## What you have to do:
Give back the entries in full, exactly as they are written.
--- Data to process ---
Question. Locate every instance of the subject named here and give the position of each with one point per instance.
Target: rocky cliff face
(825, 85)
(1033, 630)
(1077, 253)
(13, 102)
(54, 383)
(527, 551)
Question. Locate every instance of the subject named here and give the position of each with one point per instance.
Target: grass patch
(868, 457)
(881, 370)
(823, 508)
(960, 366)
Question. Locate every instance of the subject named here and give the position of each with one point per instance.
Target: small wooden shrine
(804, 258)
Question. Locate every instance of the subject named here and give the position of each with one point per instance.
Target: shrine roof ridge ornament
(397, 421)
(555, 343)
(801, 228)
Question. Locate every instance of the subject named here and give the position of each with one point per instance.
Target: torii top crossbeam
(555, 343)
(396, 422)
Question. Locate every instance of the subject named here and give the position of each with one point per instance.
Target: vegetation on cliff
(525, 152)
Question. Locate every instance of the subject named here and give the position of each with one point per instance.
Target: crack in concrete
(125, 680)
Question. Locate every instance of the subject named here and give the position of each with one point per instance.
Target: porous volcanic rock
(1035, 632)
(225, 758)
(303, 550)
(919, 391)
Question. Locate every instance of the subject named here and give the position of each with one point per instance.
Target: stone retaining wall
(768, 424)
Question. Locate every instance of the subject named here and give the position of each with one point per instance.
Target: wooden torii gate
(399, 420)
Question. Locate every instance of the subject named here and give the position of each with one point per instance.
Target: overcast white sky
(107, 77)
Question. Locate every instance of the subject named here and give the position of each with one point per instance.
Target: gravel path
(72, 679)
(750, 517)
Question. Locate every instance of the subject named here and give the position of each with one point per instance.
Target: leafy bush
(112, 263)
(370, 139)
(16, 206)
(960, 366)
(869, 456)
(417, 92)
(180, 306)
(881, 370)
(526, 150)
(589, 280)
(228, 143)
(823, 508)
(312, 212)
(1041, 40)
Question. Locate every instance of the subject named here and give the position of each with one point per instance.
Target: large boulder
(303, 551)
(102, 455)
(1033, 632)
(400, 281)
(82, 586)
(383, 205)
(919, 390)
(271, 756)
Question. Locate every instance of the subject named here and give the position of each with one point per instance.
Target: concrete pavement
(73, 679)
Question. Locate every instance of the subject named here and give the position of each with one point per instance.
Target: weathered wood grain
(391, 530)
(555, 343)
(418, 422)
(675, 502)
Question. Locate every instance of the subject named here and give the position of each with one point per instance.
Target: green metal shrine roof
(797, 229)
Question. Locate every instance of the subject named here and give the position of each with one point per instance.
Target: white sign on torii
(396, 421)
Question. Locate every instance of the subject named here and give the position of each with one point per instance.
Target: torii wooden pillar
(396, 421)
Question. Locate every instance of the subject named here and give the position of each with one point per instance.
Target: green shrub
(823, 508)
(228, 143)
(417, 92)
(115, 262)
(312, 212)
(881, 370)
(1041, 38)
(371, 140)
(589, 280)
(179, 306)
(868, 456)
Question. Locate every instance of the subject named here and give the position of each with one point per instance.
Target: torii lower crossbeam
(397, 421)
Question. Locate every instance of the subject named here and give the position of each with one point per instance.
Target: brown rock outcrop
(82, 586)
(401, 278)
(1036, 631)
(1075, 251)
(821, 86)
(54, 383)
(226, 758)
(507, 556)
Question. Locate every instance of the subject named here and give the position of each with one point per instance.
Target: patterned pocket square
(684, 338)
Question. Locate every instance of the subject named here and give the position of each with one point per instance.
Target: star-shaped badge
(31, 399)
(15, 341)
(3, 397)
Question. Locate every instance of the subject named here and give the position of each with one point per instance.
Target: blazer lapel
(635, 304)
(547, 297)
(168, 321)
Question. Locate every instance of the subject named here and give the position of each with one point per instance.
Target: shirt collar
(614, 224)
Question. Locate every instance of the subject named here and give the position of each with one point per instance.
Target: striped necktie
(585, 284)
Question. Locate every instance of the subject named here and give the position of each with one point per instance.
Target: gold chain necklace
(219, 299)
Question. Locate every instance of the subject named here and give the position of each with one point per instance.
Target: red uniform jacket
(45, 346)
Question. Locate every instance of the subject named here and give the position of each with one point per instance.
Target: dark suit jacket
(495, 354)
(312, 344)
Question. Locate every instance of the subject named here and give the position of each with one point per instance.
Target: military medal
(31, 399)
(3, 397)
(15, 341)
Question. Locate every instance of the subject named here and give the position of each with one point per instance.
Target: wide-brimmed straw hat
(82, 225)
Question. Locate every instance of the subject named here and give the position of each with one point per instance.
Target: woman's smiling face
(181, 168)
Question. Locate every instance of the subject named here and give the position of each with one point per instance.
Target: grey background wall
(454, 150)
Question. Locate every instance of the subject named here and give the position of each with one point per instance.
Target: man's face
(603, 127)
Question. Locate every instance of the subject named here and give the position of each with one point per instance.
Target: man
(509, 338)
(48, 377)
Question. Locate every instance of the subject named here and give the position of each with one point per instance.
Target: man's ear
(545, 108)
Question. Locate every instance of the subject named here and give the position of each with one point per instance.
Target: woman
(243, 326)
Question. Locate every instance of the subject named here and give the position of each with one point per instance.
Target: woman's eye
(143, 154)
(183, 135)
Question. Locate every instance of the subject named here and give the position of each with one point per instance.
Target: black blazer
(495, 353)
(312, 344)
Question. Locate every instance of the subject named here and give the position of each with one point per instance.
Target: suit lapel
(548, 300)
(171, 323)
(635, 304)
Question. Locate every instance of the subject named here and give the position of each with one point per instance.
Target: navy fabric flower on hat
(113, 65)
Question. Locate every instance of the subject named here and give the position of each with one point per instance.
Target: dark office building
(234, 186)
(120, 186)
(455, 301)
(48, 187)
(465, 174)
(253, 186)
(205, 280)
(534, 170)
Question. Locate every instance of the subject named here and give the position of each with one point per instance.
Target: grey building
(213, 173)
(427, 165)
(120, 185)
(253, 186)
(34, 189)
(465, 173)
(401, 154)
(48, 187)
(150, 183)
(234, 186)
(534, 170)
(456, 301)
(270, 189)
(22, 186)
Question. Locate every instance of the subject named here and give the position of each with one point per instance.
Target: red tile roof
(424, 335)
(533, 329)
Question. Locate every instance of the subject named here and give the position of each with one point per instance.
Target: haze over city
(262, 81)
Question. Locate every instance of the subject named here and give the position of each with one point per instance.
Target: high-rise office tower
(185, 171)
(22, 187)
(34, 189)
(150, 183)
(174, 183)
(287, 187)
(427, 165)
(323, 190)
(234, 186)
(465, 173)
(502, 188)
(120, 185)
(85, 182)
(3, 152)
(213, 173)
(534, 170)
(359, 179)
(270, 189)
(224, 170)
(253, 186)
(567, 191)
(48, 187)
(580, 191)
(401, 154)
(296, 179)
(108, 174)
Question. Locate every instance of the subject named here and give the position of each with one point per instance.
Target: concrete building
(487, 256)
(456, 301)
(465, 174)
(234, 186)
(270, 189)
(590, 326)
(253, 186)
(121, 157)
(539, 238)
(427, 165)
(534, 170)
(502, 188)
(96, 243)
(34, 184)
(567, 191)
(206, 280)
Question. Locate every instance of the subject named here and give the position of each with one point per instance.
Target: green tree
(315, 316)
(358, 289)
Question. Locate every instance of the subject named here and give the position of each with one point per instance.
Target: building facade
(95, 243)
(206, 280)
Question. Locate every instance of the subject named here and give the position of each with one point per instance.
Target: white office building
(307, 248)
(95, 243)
---
## Result below:
Question. Locate every instance of the subject named here and give the position of each with one point per instance.
Target: rocky cliff face
(825, 85)
(1033, 630)
(1077, 253)
(13, 102)
(54, 383)
(527, 551)
Question. Locate every instance of the subject named here and give the position of each with one point per instance.
Target: grass patch
(868, 457)
(881, 370)
(823, 508)
(960, 366)
Question. Locate every instance of the subject named here and give the position of each with one point per instance.
Target: small wooden shrine
(804, 258)
Question. Locate every instance of the subject named here and give the position of each with one point per instance.
Target: shrine roof ridge ornament
(397, 421)
(555, 343)
(801, 228)
Question. Locate every instance of the subject named here and give the position of each with one point per instance.
Target: torii top crossbeam
(555, 343)
(396, 422)
Question. Locate every instance of the subject named here and give the position of each with one point per instance.
Target: vegetation on cliff
(525, 152)
Question. Locate every instance of the subject named here and give the position of each with one point per instance.
Target: crack in concrete
(125, 680)
Question. Locate every instance of the subject named here and give the position of each with one point per instance.
Target: porous volcanic rock
(1035, 632)
(225, 758)
(303, 550)
(919, 391)
Question. Locate every instance of the subject named here and give the position of each with one point per instance.
Target: stone retaining wall
(768, 424)
Question. Locate every instance of the subject named here and give the position of each with one point per instance.
Target: wooden torii gate
(399, 420)
Question. Locate every instance of the subject named here and give the position of each with one point per instance.
Target: overcast white sky
(107, 77)
Question. Locate every instance of the subject named here and give the position of each with one point per instance.
Target: gravel path
(72, 679)
(750, 517)
Question. Locate every instance of the subject named here and give the position of each with one point per instance.
Target: leafy bush
(112, 263)
(370, 139)
(16, 206)
(960, 366)
(869, 456)
(417, 92)
(180, 306)
(881, 370)
(526, 150)
(589, 280)
(228, 143)
(823, 508)
(312, 212)
(1041, 40)
Question. Locate every instance of the subject named here and give the position of each with one point per instance.
Target: large boulder
(303, 551)
(102, 455)
(1033, 632)
(400, 281)
(82, 586)
(383, 205)
(919, 390)
(271, 756)
Question. Locate every instance of the subject named here and give the position of each with one point per instance.
Target: concrete pavement
(73, 679)
Question. Locate every instance of the subject named here and give the position of each with one point per instance.
Target: weathered wood grain
(391, 530)
(555, 343)
(418, 422)
(675, 502)
Question. Locate every instance of the subject named here and give the position of each with one point per instance.
Target: green metal shrine roof
(797, 229)
Question. Locate every instance of the subject named here and give the position of each with one point per instance.
Target: white sign on torii
(396, 421)
Question. Locate every instance of the subject named here and give the position of each with one point per instance.
Target: torii wooden pillar
(396, 421)
Question. Locate every instance of the subject named here and give the position of each with one point per instance.
Target: green shrub
(823, 508)
(228, 143)
(417, 92)
(115, 262)
(312, 212)
(881, 370)
(1041, 38)
(371, 140)
(589, 280)
(179, 306)
(868, 456)
Question. Locate every instance of the subject named here and give the position of each with one point per instance.
Target: torii lower crossbeam
(397, 421)
Question. Locate every instance of the subject named here and give the position of each with one point per instance.
Target: brown rock outcrop
(82, 586)
(401, 278)
(1036, 631)
(1075, 251)
(821, 86)
(54, 383)
(226, 758)
(507, 556)
Question. Locate every instance of the subject named here and give the position of each with one point per instance.
Target: patterned pocket square
(684, 338)
Question. Locate every instance of the subject named here and give the position of each with one point per instance.
Target: star-shaped badge
(31, 399)
(15, 341)
(3, 397)
Question. Locate every instance of the subject named here and give the position of each with one point per instance.
Target: blazer lapel
(635, 304)
(547, 297)
(168, 321)
Question. Locate every instance of the subject named here and give the position of each with one point per instance.
Target: shirt collar
(614, 224)
Question. Locate every instance of the subject named here and give the position of each with one point per instance.
Target: striped necktie
(585, 284)
Question. Locate every instance of the subject named here and give the position of each with one point per instance.
Target: gold chain necklace
(219, 299)
Question. Locate every instance of the subject named here and give the position of each with one point per instance.
Target: red uniform jacket
(45, 346)
Question. Locate every instance of the subject named here and give the position of each with one point per instance.
Target: dark suit jacket
(495, 354)
(312, 344)
Question. Locate every instance of the subject named here and give the position of each with one point per instance.
Target: military medal
(31, 399)
(3, 397)
(15, 341)
Question. Locate every instance of the subject named here and give the position of each with one point per instance.
Target: wide-brimmed straw hat
(82, 225)
Question. Locate every instance of the subject named here and give the position of each with one point per instance.
Target: woman's smiling face
(181, 168)
Question. Locate every instance of the subject named here and give the position of each with one point per instance.
Target: grey background wall
(454, 150)
Question. Locate every instance of the subject named here and give the position of each with one point per instance.
Target: man's face
(603, 127)
Question. Locate every instance of the subject named here and give the position of each with one point per instance.
Target: man
(509, 338)
(48, 377)
Question. Locate every instance of the subject named here and give the position of each with one point per instance.
Target: man's ear
(545, 108)
Question. Locate every instance of the subject named here and give the position of each with one point per instance.
Target: woman
(243, 326)
Question. Locate every instance of the subject named here and give the position of each with one point per instance.
Target: woman's eye
(143, 154)
(183, 135)
Question. Locate every instance of the subject named here and give the position of each with one point per instance.
Target: black blazer
(495, 353)
(312, 344)
Question. Locate every instance of the subject named here and give the position of each with one point per instance.
Target: suit lapel
(548, 300)
(171, 323)
(635, 304)
Question. Locate every instance of the subject named here and give the position of each with one point per instance.
Target: navy fabric flower on hat
(113, 65)
Question. Locate every instance of the subject named here and give the position of each with one point per instance.
Target: dark office building
(234, 186)
(120, 186)
(455, 301)
(48, 187)
(465, 174)
(253, 186)
(205, 280)
(534, 170)
Question. Locate every instance of the subject named here and give the position of each with one point per instance.
Target: grey building
(213, 173)
(427, 165)
(120, 185)
(253, 186)
(34, 189)
(465, 173)
(401, 154)
(48, 187)
(150, 183)
(234, 186)
(534, 170)
(456, 301)
(270, 189)
(22, 186)
Question. Locate every instance of the subject named here and give the position of each with one point per instance.
Target: red tile roof
(424, 335)
(533, 329)
Question. Locate every instance of the subject named here and give the position of each with one point per instance.
Target: haze over city
(262, 81)
Question. Locate every instance of the subject named here and give the position of each with one point per instance.
Target: high-rise office tower
(185, 171)
(22, 187)
(34, 189)
(150, 183)
(174, 183)
(287, 187)
(427, 165)
(323, 190)
(234, 186)
(465, 173)
(502, 188)
(120, 185)
(85, 182)
(3, 152)
(213, 173)
(534, 170)
(359, 179)
(270, 189)
(224, 170)
(253, 186)
(567, 191)
(48, 187)
(580, 191)
(401, 154)
(296, 179)
(108, 174)
Question. Locate every instance of the subject named here and give the position of each with one point per instance.
Target: concrete building
(487, 256)
(456, 301)
(465, 174)
(234, 186)
(270, 189)
(590, 326)
(253, 186)
(121, 157)
(539, 238)
(427, 165)
(534, 170)
(502, 188)
(96, 243)
(34, 184)
(567, 191)
(206, 280)
Question. Locate every instance of the subject named here and give the position of each with one point per instance.
Target: green tree
(315, 316)
(358, 289)
Question. Locate every instance of the subject named here and give the position of each with one point per instance.
Target: building facade
(95, 243)
(206, 280)
Question. Locate every instance of the subject named here and give the position of each with one point per instance.
Target: white office building
(307, 248)
(95, 243)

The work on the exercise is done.